_Task to carry out_.
Give every line below again, exactly.

◇ ◇ ◇ ◇

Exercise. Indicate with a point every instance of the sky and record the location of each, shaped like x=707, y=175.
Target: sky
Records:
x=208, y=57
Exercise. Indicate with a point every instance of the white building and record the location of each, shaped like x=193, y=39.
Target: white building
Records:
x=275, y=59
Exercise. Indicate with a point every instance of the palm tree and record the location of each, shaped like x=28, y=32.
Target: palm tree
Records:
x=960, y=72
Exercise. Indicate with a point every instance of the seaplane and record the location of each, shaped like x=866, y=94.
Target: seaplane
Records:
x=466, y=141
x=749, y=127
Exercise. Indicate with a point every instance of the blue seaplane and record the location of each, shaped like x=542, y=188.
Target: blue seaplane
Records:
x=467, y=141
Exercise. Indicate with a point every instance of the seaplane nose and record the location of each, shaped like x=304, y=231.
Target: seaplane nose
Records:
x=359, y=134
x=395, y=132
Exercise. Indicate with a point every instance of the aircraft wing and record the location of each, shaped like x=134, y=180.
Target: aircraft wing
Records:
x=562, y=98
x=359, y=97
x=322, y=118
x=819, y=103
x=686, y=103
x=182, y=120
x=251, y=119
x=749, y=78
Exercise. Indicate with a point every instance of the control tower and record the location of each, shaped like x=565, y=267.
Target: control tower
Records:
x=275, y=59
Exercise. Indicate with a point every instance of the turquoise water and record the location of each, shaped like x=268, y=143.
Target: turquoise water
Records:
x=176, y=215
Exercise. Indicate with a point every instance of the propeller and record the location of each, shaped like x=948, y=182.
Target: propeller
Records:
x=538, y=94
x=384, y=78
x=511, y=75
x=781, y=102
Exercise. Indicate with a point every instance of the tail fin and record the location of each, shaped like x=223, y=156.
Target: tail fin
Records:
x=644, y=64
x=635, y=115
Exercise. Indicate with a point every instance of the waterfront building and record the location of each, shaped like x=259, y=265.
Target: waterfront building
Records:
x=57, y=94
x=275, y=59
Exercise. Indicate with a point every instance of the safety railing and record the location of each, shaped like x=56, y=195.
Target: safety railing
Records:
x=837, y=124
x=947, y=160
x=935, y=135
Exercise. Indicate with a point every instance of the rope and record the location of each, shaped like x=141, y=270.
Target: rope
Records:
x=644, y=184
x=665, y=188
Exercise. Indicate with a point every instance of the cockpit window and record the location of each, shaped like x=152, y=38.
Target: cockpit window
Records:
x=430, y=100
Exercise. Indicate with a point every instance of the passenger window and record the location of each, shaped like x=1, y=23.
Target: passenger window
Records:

◇ ◇ ◇ ◇

_The output_.
Exercise. Indicate with a point every instance of the sky and record the location of each, shaped like x=707, y=175.
Target: sky
Records:
x=208, y=57
Exercise. Indicate with a point every instance of the white building and record the location of each, shaped like x=193, y=39.
Target: white building
Records:
x=275, y=59
Exercise. Indicate with a point every instance of the palm tree and record the location of each, shaped like x=28, y=32.
Target: palm tree
Records:
x=960, y=72
Exercise. Indicate with a point every instance of the seaplane and record the location of each, shaped like x=866, y=94.
Target: seaplane
Records:
x=466, y=141
x=749, y=127
Exercise. Indicate with a point every instance of the blue seaplane and record the location of each, shaped like x=542, y=188.
Target: blue seaplane
Records:
x=467, y=141
Exercise. Indicate with a point every instance of the seaplane nose and record the location of each, shaped like x=304, y=231.
Target: seaplane nose
Records:
x=359, y=134
x=395, y=132
Exercise. Indicate with a point every instance of the aircraft wing and record the location of each, shaped like x=134, y=180.
Target: aircraft wing
Records:
x=562, y=98
x=359, y=97
x=322, y=118
x=819, y=103
x=686, y=103
x=182, y=120
x=251, y=119
x=749, y=78
Exercise. Indicate with a point every instance of the control tower and record the location of each, shaped like x=565, y=267.
Target: control tower
Records:
x=275, y=59
Exercise. Indicate with a point every instance of the turquoise water and record the location of each, shaped like x=268, y=143.
Target: turquoise water
Records:
x=176, y=215
Exercise. Indicate with a point every instance of the propeller and record the location of each, shaped like x=948, y=182.
Target: propeller
Records:
x=538, y=94
x=384, y=78
x=511, y=75
x=781, y=102
Exercise. Indicate with a point every instance of the tail fin and record the location of each, shaped like x=223, y=156.
Target: tail fin
Records:
x=644, y=64
x=635, y=115
Exercise. Indicate with a point every instance of the waterfront building and record the location of each, shaped like x=259, y=265.
Target: waterfront building
Records:
x=57, y=94
x=275, y=59
Exercise. Indicate with a point every instance of the safety railing and record the location of each, shaped like x=56, y=195.
Target: safety railing
Records:
x=837, y=124
x=947, y=160
x=935, y=135
Exercise. Indicate with a point every instance of the rope and record the location of each, shaped like x=141, y=270.
Target: rope
Records:
x=644, y=184
x=665, y=188
Exercise. Indicate with a point every instance of the cockpit window and record the location of each, shaped like x=152, y=38.
Target: cockpit window
Records:
x=430, y=100
Exercise. Indicate with a point every instance of the passenger window and record the location of each, shaped like x=1, y=23.
Target: passenger window
Records:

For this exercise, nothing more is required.